BEGIN DOCUMENT SECTION

Non-vintage Is Timeless
Was everything really better in the past? Well, people were at least more patient. Vaccines were developed over the course of years. Under Communism in eastern Germany it could take up to a decade to get a car. OK, bad examples. But even food and drink were given more time. Today, fermentation and preservation are back on the front burner in kitchens — and in cellars, too.
Vintners typically work within the natural rhythms of the year, giving their wines time in cask or tank until just before the next harvest. But some are stepping deeper into the past to explore a form of timelessness called non-vintage. Among them are four vintners from the Kremstal and Kamptal in Austria: Christoph Hoch, Fred Loimer, Urban Stagård, and Alexander Zöller — individualists united by one goal: to allow their wines to develop character and expressive strength, naturally.
How many years does a wine need?
Fred Loimer is an Austrian pioneer of biodynamic farming, as well as of orange and sparkling wines. For some time now, he’s been working out his ideas for non-vintage through his passion for Champagne and his own Sekt. In Champagne, of course, unlike in Austria, producers never gave up making multi-vintage wines alongside exclusive vintage editions.
In many parts of the wine world, multi-vintage blending was long looked down on. Recent years haven’t presented any bad vintages and it’s been a while since anything had to be “covered up” — as was once the case with non-vintage, blended wines.So it seems high time to remove lingering prejudices and put non-vintage in the spotlight as a natural method of creating balance.

END DOCUMENT SECTION
BEGIN RECORDS SUPPLIED

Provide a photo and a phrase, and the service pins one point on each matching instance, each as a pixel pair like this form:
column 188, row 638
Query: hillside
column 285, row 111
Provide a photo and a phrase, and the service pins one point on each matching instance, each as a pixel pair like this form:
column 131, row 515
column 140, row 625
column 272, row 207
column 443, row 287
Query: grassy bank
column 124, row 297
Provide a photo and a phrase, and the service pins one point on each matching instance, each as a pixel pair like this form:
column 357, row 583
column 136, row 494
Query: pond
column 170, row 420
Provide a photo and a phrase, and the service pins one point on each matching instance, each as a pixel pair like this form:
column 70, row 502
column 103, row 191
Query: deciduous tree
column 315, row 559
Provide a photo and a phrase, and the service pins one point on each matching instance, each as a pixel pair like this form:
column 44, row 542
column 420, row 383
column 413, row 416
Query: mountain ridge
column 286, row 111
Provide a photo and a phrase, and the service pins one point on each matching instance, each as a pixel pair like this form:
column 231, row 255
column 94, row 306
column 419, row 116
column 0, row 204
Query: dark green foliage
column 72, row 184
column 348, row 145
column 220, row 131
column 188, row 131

END RECORDS SUPPLIED

=== TASK 1 ===
Name every vintner listed in the article on non-vintage wine as working in the Kremstal and Kamptal.
=== TASK 2 ===
Reproduce the passage of the non-vintage wine article starting with "Vintners typically work" and going on through "a wine need?".
=== TASK 3 ===
Carry on the article on non-vintage wine from the point where it stops.

=== FINAL ANSWER 1 ===
Christoph Hoch, Fred Loimer, Urban Stagård, Alexander Zöller

=== FINAL ANSWER 2 ===
Vintners typically work within the natural rhythms of the year, giving their wines time in cask or tank until just before the next harvest. But some are stepping deeper into the past to explore a form of timelessness called non-vintage. Among them are four vintners from the Kremstal and Kamptal in Austria: Christoph Hoch, Fred Loimer, Urban Stagård, and Alexander Zöller — individualists united by one goal: to allow their wines to develop character and expressive strength, naturally.
How many years does a wine need?

=== FINAL ANSWER 3 ===
“It seems high time to put non-vintage in the spotlight as a natural method of creating balance.”
Loimer has been intently focused on low-intervention wines for years. He saw great potential for achieving greater depth and tension through multi-vintage blending. The combination of a fresh vintage with a more mature one adds a new dimension to a wine, he says.
When he stumbled on accounts in a wine diary from 1864, he found his approach confirmed. “Aside from the cultural value and beauty of the Birringer family diary,” Loimer says, “what appeals to me is that the questions they were asking then resemble those we are asking now.” A century and a half ago, finer wines were vintage wines, as the diary also shows. Most wines of the time, however, were non-vintage. And most wineries also functioned as Heuriger, or wine taverns, or supplied cooperatives. The remaining growers sold their harvests themselves, mostly in two-liter bottles — so-called Doppler. And all were without a vintage.
Loimer thinks non-vintage makes sense, especially for his natural wines. “Today, entry-level and basic wines have a better quality. And that plays right into the theme of finding balance between the vintages,” he says.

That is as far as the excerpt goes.